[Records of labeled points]
────────────────────
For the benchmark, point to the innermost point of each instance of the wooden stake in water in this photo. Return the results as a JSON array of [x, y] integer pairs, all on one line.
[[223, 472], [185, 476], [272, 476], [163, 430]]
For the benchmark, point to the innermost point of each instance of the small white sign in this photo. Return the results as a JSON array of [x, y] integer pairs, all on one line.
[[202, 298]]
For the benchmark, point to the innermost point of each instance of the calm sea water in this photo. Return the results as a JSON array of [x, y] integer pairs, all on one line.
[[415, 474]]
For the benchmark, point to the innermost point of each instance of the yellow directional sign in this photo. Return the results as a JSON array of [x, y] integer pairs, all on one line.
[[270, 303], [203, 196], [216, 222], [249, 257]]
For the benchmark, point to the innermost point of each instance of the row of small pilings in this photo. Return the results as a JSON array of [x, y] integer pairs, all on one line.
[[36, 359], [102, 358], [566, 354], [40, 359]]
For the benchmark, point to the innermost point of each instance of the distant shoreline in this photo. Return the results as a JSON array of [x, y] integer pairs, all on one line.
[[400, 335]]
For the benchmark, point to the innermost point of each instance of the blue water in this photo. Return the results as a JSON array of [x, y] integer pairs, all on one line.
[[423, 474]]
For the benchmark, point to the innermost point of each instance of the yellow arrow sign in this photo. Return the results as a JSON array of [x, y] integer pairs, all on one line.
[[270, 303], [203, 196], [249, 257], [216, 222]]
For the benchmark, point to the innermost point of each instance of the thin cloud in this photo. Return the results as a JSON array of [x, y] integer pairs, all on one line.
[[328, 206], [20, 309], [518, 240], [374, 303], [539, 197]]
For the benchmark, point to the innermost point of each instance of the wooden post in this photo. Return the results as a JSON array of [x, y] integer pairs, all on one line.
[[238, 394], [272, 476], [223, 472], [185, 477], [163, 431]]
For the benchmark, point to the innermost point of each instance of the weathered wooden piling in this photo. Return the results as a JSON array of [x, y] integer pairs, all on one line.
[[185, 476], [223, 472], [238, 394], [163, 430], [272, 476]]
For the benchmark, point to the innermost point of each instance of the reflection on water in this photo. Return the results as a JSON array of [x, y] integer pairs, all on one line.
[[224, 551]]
────────────────────
Rewrite the material from its first line through the line containing "[[202, 298]]", both ends included, keeping every request as it is. Scale each x and y coordinate in the answers by 0.2, rounding to whole numbers with halves going up.

• **Solution below**
For the benchmark, point to the innermost point of each instance of the wooden stake in water in this photo. Return the results as a JSON array of [x, y] integer pairs, all on one line.
[[45, 94], [37, 95], [54, 95], [33, 86]]
For the benchmark, point to the innermost point of each instance of the small white sign in this photo. Return the results as a JSON array of [x, y] integer pairs, all on one line.
[[40, 60]]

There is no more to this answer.